→ EXERCISE: Print the records exactly as given.

═════ DATA EXCERPTS

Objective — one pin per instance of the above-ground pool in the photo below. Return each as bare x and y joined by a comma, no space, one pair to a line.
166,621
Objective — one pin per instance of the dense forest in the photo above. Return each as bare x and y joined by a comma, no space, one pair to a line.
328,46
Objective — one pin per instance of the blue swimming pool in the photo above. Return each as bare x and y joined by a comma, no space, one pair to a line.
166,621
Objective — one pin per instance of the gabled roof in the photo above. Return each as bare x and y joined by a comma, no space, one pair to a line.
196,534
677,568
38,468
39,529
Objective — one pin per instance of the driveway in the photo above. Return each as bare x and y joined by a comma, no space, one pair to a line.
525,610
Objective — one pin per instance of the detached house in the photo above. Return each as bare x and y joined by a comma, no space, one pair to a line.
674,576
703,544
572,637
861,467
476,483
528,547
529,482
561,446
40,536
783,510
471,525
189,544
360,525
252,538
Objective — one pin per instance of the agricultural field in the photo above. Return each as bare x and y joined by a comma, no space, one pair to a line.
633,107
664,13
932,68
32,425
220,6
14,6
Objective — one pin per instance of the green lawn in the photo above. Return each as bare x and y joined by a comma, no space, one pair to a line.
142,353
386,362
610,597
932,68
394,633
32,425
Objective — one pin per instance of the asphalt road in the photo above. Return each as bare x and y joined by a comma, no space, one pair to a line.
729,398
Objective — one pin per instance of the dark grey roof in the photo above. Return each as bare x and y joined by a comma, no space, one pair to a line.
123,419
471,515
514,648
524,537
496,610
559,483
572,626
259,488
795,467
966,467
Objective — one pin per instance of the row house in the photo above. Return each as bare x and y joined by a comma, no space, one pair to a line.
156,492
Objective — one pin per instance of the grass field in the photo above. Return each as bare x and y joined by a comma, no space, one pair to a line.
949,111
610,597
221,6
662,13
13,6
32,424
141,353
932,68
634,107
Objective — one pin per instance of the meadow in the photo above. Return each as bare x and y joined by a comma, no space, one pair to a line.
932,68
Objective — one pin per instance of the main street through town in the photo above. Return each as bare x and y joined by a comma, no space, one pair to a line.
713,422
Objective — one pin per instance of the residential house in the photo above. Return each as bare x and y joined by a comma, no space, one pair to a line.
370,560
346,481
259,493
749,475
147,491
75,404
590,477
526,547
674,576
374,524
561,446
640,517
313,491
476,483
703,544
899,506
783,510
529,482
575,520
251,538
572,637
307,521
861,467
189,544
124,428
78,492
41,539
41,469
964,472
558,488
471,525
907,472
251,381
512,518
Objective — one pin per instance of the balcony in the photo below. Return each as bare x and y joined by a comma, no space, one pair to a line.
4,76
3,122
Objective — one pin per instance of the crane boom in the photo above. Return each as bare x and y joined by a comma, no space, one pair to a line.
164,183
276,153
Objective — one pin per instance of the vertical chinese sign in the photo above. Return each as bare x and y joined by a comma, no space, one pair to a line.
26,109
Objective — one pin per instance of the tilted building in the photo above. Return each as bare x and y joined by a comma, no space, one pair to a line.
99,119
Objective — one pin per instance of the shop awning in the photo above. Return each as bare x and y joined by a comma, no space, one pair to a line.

══════════

→ COMPLETED EXERCISE:
Objective — one pin per instance of the above-ground pool in the photo below. Return each as bare x and y joined by a comma, no space, one pair to a line.
166,621
Objective — one pin per instance of the dense forest in the photo above. Return each as bare x and y joined by a comma, no space, one pair to a line.
328,46
Objective — one pin per instance of the blue swimming pool in the photo above. Return each as bare x and y joined by a comma, no space, one pair to a line.
166,621
Objective — one pin per instance of the gabled roof in the photo above. Return each as bare x and y joined by a comma, no space, one pair to a line.
196,534
677,568
38,468
39,529
Objective — one pin per instance of the driveway in the photo above. Return each as bare x and y joined by a comma, no space, one pair to a line.
525,610
Objective — one pin per instance of the detached house in the photo above. Return each as bare x and y joined by a comma, no space, one pair to a line.
674,576
703,544
572,637
861,467
476,483
528,547
529,482
561,446
40,536
783,510
471,525
189,544
360,525
252,538
Objective — one pin per instance of the agricultural field in the photo above. Return each as bare x and y joined by a comma, no space, one pair to a line.
633,107
664,13
932,68
32,425
220,6
14,6
Objective — one pin per instance of the green lawn in the photo above. Return each as bare x and y joined by a comma, no space, one pair to a line.
142,353
386,362
610,597
932,68
394,633
32,425
Objective — one pin per instance of the asphalt road in the photo above. Return each as bare x and y joined by a comma, no space, one pair to a line.
729,398
Objective — one pin per instance of the dark grey roof in the photo above. Return each as bare x and y joined by a comma, no space, one pair to a line.
123,419
471,515
514,648
524,537
496,610
559,483
572,626
259,488
795,467
966,467
Objective — one pin per instance of the row house in the photo above. Return each as bare x and y joined by a comma, no space, one pair to a line.
156,492
Objective — one pin per instance of the grass field in the photo above. Return each as bare x and y joined by a comma, no space, one pair to a line.
949,111
610,597
221,6
662,13
13,6
32,424
141,353
932,68
634,107
Objective — one pin per instance of the meadow in the photo above. Return each as bare x and y joined by a comma, no space, one pair to a line.
932,68
Objective — one pin per instance of the main street through town in the photo above. Return each as bare x and y joined by a comma, no space, one pair to a line.
713,422
Objective — one pin per instance of the residential house in the photo above. Return each as bare x and y joined by a comma, no space, one pair to a line.
370,560
346,481
259,493
749,475
147,491
75,404
590,477
526,547
674,576
374,524
561,446
640,517
313,491
476,483
703,544
899,506
783,510
529,482
575,520
251,538
572,637
307,521
861,467
189,544
124,428
78,492
41,539
41,469
964,472
558,488
471,525
907,472
251,381
512,518
Objective — one pin per instance of the balcony in the photo below. Return each as bare x and y joined by a comma, no space, one pair to a line.
4,76
3,122
Objective — one pin per instance of the crane boom in the photo above. Return each as bare x and y joined by a comma, no space, one pair to a line.
164,183
276,153
Objective — one pin per instance of the vertical chinese sign in the photo above. Return each as bare x and y joined by a comma, no space, one pair to a line.
26,109
Objective — one pin per instance of the tilted building in the photo above. Return each as bare x and y joined by a comma, no space, one pair to a line.
99,119
Objective — one pin per instance of the shop awning in the photo above. Return each as bare x and y joined by a comma, no space, one pair to a line.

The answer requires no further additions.